Scott Walker (courtesy greenbaypressgazette.com)

“Ten states and the District of Columbia impose some form of waiting period for buying handguns,” startribune.com reports. “Wisconsin’s 48-hour period has been in effect since 1976, according to the Legislative Fiscal Bureau.” And soon it will be history. The Republican-led Assembly has just passed a bill killing the Badger State’s “cooling off” period for handgun purchases. It heads to presidential hopeful Governor Scott Walker who has declared his intention to sign it into law. In case you need a little blood pressure hike, here’s the House Democrats’ reasoning on why the measure will lead to blood in the streets . . .

Minority Democrats railed against the bill, warning it would enable people caught up in fits of rage or depression to obtain weapons quickly and kill people . . .

The bill still left Democrats shaking their heads. Democrats from Milwaukee, which has seen 67 homicides so far this year, said the waiting period is the only piece of state gun laws that work.

“It’s just going to result in more violence in our urban communities,” Rep. Fred Kessler, D-Milwaukee, a former judge, said.

■ **Entries provided**
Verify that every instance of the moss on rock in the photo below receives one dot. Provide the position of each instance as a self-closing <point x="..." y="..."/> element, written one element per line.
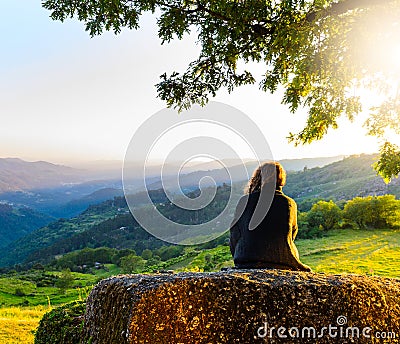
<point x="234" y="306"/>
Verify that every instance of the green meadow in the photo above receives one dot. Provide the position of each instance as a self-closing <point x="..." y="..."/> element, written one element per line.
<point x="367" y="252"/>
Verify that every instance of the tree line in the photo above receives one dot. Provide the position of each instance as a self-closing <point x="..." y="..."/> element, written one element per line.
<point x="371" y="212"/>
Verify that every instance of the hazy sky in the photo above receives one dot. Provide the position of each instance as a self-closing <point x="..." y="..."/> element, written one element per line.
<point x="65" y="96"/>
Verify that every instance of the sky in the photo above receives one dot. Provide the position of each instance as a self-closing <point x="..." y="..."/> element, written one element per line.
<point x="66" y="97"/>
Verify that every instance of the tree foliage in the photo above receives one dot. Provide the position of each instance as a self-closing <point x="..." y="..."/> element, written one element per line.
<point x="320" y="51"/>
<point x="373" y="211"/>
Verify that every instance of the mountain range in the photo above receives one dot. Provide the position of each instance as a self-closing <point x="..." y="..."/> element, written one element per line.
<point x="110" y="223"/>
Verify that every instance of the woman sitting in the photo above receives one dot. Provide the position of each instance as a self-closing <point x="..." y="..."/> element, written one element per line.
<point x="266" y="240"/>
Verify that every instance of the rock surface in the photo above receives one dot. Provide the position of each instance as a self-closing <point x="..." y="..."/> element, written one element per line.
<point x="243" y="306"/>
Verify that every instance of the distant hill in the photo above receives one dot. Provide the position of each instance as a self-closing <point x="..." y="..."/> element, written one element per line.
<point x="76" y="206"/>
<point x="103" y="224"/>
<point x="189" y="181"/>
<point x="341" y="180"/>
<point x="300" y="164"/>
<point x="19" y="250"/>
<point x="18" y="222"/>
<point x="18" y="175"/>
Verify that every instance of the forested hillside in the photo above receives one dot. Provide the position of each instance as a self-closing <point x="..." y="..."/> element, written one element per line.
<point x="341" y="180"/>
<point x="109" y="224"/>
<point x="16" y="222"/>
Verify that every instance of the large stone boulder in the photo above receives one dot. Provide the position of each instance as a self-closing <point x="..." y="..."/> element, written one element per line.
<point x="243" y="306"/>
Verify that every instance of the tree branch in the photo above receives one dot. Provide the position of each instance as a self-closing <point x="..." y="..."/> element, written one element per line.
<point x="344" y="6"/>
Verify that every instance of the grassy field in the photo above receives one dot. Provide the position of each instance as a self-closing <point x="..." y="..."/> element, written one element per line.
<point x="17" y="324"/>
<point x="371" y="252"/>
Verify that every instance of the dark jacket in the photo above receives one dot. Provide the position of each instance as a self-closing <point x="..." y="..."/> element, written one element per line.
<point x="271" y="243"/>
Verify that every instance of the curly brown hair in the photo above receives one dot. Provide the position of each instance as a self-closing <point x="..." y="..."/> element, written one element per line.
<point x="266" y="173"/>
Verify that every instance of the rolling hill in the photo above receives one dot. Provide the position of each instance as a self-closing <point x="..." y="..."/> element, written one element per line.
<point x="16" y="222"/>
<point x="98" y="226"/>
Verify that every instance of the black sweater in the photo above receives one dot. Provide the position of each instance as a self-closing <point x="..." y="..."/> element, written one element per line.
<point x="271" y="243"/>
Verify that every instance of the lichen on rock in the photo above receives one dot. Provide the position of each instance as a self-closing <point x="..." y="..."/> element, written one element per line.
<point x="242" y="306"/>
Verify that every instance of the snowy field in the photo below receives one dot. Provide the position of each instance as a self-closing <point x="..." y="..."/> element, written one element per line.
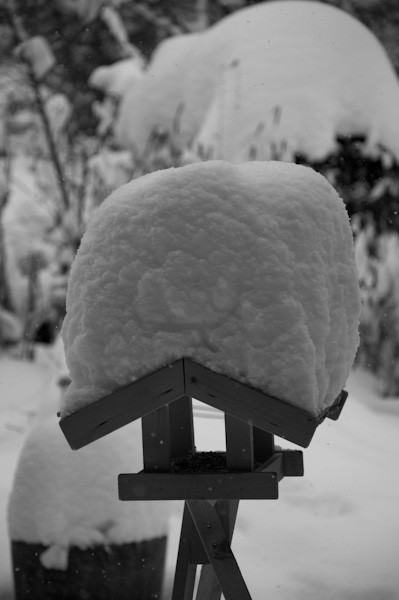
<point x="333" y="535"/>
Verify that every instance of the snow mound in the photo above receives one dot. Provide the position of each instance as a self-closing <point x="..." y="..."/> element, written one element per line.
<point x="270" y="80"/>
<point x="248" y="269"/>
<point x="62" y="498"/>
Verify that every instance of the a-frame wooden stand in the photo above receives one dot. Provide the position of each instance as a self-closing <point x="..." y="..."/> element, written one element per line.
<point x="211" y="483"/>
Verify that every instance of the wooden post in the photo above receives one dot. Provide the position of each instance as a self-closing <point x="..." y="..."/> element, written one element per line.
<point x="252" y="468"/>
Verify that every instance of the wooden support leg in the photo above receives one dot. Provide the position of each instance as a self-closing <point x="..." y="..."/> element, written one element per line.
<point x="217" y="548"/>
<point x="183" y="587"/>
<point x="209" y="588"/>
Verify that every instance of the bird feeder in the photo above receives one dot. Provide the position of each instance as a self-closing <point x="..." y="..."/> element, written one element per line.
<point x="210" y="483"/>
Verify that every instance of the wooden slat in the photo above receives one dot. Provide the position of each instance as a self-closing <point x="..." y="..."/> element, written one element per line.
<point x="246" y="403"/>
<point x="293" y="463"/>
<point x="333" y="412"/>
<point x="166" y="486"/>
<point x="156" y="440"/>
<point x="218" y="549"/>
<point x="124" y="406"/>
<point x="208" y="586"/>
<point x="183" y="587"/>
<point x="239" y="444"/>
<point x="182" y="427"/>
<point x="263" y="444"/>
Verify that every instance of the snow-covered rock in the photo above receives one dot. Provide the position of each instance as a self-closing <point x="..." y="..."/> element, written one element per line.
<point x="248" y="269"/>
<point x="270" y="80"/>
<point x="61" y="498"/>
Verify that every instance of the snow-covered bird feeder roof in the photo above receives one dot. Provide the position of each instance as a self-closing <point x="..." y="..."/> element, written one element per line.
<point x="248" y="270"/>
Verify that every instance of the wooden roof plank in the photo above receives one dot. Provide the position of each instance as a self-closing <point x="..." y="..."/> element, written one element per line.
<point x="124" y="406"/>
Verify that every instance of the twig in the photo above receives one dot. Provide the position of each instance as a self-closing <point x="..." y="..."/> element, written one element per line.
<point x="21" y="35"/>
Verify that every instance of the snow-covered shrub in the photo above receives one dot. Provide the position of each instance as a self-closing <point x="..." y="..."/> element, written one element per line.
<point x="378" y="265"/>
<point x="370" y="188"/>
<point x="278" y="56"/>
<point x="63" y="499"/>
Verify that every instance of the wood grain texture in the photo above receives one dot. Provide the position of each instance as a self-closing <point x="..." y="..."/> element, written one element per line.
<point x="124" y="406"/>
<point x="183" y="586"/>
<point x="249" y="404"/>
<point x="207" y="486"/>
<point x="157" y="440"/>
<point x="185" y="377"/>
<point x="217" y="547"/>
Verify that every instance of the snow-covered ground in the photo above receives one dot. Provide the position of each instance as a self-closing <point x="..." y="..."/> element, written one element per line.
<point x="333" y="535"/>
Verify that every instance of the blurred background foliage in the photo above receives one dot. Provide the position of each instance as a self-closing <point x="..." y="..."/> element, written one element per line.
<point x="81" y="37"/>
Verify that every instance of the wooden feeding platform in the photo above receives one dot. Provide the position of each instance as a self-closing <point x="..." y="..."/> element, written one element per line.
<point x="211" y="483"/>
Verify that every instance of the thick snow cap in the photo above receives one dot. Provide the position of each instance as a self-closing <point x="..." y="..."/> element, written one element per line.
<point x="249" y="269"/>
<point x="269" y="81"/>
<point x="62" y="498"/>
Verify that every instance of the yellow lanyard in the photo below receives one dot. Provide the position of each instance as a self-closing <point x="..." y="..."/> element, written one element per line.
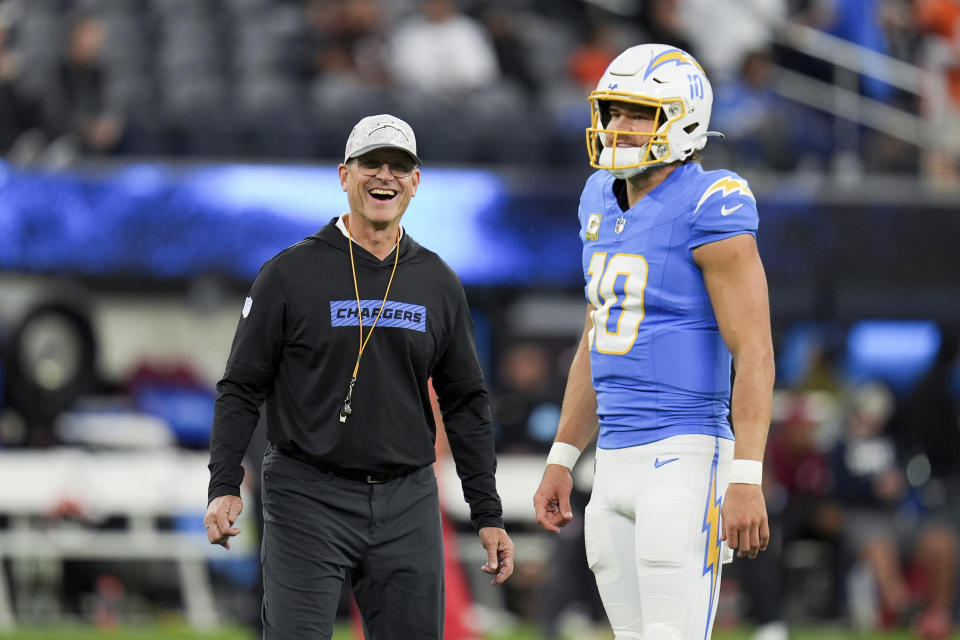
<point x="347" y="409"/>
* * *
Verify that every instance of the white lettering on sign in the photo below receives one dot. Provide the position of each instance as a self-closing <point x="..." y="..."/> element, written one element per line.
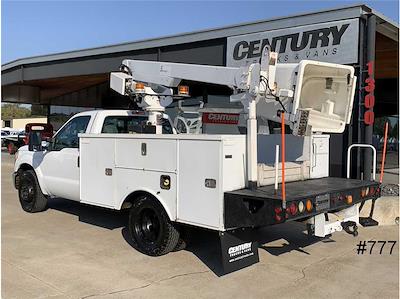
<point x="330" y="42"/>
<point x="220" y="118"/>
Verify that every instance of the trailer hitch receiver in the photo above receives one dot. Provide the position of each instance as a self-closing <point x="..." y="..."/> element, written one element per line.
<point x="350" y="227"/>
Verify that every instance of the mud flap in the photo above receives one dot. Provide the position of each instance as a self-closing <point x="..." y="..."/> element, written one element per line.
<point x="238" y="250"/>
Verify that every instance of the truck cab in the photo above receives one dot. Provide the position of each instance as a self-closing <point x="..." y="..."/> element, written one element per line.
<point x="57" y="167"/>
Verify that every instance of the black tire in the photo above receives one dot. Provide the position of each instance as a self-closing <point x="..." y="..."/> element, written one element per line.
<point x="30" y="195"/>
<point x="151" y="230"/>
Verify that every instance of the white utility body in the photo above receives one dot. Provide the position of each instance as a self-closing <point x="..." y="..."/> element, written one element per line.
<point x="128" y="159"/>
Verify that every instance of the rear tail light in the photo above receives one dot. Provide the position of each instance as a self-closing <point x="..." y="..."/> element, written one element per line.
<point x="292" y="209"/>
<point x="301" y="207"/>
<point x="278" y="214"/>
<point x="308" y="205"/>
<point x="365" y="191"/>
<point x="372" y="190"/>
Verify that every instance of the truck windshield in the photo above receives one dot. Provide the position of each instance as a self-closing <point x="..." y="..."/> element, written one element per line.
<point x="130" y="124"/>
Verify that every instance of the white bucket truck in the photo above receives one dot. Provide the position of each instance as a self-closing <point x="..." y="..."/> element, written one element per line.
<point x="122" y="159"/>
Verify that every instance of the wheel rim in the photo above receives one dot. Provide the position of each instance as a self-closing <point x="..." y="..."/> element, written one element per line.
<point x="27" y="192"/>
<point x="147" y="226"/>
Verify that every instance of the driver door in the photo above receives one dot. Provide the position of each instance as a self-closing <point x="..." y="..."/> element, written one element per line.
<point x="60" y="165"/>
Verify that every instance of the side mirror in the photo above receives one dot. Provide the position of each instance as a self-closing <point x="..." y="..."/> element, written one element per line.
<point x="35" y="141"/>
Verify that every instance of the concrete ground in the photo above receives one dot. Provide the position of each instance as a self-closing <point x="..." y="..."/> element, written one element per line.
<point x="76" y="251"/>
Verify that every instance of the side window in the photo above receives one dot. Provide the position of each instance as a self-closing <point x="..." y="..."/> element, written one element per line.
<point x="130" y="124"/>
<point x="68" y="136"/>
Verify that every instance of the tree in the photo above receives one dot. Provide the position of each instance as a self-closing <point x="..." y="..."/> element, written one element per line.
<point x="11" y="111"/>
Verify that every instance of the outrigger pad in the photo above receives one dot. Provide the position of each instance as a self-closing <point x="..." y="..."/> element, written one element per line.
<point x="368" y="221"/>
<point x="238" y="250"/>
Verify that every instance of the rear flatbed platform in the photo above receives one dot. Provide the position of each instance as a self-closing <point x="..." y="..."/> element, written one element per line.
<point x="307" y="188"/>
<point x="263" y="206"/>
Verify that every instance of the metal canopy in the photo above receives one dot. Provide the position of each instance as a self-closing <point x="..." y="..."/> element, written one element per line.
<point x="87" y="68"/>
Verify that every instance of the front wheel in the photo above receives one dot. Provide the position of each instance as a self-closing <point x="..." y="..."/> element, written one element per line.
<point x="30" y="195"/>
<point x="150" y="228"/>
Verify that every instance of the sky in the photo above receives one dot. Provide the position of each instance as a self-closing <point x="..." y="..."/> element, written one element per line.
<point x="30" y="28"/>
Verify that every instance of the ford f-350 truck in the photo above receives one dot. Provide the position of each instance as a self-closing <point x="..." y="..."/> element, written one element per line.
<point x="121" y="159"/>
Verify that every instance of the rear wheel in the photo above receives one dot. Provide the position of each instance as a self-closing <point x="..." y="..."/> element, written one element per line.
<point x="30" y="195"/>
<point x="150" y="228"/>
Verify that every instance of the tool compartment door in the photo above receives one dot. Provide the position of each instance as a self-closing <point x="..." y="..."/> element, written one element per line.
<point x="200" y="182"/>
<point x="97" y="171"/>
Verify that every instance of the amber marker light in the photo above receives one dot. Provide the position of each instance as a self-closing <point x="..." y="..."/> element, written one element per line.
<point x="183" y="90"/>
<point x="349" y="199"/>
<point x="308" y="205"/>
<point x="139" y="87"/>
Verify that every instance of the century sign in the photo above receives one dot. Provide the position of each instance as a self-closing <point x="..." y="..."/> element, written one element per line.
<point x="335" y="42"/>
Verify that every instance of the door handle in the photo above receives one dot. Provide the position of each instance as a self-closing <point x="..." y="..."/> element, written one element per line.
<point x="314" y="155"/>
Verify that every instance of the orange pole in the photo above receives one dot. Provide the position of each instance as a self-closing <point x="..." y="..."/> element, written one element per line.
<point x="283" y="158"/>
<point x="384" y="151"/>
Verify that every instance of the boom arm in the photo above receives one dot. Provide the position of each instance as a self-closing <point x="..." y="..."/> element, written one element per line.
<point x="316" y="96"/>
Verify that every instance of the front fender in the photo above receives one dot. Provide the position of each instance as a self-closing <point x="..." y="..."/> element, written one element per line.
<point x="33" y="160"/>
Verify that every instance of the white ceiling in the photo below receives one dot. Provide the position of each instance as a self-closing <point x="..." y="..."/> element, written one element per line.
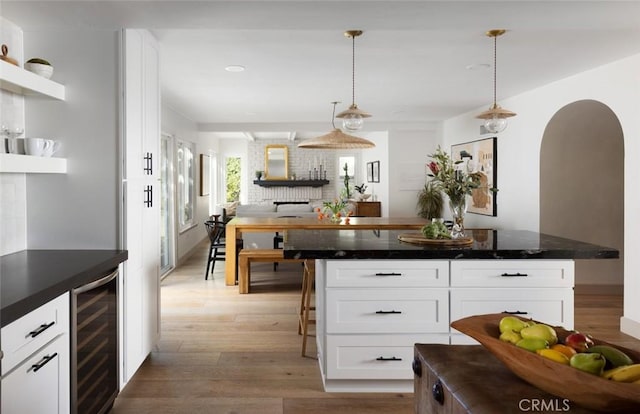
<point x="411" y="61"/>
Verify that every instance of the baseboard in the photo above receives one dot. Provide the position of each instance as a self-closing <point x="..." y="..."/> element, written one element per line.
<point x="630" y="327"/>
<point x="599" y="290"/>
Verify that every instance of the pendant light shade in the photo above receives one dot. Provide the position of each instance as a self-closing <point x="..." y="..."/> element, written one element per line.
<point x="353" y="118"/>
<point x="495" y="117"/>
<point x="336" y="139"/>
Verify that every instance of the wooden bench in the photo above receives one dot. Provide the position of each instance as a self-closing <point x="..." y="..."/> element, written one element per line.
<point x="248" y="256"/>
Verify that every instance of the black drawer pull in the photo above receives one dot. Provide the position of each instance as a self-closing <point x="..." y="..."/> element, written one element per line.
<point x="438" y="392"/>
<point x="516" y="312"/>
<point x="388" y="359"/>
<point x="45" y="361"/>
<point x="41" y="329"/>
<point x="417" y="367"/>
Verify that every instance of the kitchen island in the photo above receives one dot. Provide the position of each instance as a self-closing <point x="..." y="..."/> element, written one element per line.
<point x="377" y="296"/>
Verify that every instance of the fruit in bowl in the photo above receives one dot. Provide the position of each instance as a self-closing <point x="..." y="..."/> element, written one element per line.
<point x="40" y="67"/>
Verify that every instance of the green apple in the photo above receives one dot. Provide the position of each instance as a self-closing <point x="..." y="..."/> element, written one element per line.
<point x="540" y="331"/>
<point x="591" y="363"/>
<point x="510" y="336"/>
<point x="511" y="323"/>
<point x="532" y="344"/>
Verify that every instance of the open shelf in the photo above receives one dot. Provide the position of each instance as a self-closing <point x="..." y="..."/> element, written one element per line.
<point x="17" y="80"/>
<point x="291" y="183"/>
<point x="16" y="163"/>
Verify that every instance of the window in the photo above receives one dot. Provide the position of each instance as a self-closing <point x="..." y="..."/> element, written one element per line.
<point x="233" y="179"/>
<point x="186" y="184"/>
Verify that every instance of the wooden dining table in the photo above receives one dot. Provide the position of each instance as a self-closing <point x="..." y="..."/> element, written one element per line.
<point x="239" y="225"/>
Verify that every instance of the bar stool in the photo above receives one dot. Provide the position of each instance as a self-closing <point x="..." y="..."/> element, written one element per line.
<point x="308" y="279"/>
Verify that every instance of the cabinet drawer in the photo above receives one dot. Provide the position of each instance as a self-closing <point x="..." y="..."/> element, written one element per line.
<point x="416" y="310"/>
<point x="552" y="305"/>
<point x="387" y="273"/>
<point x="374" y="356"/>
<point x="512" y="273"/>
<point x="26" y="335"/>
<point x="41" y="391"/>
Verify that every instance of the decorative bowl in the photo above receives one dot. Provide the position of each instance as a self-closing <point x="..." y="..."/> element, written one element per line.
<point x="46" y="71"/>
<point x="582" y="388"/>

■ **To-do list**
**1.** In the article on Wisconsin's handgun waiting period, since what year has the 48-hour period been in effect?
**2.** Carry on the article on Wisconsin's handgun waiting period from its last sentence.
Leave the items aside; they have nothing to do with what comes next.

■ **Task results**
**1.** Since 1976.

**2.**
Sure. Go with that. Meanwhile, the Eat Cheese or Die state is working on rolling back other gun control measures.

The Senate passed a bill that would allow off-duty, retired officers to carry guns at schools. The bill’s chief Senate sponsor, Sen. Van Wanggaard, R-Racine, said the measure would create another line of defense for students and teachers if a shooter attacks them. Opponents said allowing non-uniformed officers to carry guns at schools could scare students and could allow non-officers to carry concealed weapons without school administrators being able to interfere. They also said officers who are mentally unstable could create deadly situations in schools.

The Senate passed the measure 22-11. The Assembly approved it shortly after on a voice vote with no debate. The bill now goes to Walker. Asked whether the governor would sign it, Patrick said only that Walker would evaluate the proposal.

The Assembly also passed two bills expanding the state’s concealed carry law. One measure would allow active-duty soldiers stationed for at least a year in Wisconsin to obtain a state concealed carry license. The other would enable former police officers who worked out-of-state but now reside here to apply for a federal concealed carry license if they obtain annual training through the Wisconsin Department of Justice, sparing them a trip back to their former state to obtain the training.

Both proposals now head to the Senate.

Walker’s appeal to gun rights advocates continues to increase.

50 COMMENTS

  1. I’m pretty sure eating cheese and dying are not mutually exclusive. In fact I’d bet it’s quite the opposite.

    • Having lived there as a child I can assure you I still require a daily intake of cheese or I break down into a pitiful shaking mess.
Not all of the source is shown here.